Description of the task: Resize the stretch from the line containing "segment: rider's jacket" through the end of the entries by writing out every line again, requests included, with each coordinate in the answers multiplied by 1.45 and rounded to a whole number, halves rounded up. Leave all other numbers unchanged and give only these lines.

___ Material ___

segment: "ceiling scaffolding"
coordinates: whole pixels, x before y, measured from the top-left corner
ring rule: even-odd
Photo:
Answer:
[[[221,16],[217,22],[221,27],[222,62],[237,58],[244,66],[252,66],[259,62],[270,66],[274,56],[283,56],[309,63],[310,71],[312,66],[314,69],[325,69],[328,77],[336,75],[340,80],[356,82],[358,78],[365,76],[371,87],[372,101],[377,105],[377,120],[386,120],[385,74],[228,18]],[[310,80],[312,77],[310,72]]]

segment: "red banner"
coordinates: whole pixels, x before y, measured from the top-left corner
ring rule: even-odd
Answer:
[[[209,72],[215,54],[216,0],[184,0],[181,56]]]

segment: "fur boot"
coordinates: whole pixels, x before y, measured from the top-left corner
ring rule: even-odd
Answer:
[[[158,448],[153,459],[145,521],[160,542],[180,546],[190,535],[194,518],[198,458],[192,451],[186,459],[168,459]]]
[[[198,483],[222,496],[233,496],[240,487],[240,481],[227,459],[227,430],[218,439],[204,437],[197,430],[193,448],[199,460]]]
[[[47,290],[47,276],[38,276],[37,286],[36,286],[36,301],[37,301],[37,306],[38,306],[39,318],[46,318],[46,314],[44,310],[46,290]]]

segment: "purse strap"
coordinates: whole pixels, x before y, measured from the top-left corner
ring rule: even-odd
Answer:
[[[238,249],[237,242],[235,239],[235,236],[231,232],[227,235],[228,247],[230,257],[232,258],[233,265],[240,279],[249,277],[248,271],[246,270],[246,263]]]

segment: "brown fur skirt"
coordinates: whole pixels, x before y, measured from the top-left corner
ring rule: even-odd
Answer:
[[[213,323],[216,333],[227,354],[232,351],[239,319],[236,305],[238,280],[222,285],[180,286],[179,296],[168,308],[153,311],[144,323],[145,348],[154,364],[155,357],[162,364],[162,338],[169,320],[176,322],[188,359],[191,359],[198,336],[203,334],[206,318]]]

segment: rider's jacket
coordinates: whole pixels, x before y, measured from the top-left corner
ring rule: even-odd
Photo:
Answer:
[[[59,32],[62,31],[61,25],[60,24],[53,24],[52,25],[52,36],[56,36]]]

___

Answer to this exercise:
segment: rider's jacket
coordinates: whole pixels, x before y, measured from the top-left corner
ring rule: even-odd
Photo:
Answer:
[[[86,46],[90,45],[88,36],[87,35],[77,35],[75,36],[75,52],[81,52]]]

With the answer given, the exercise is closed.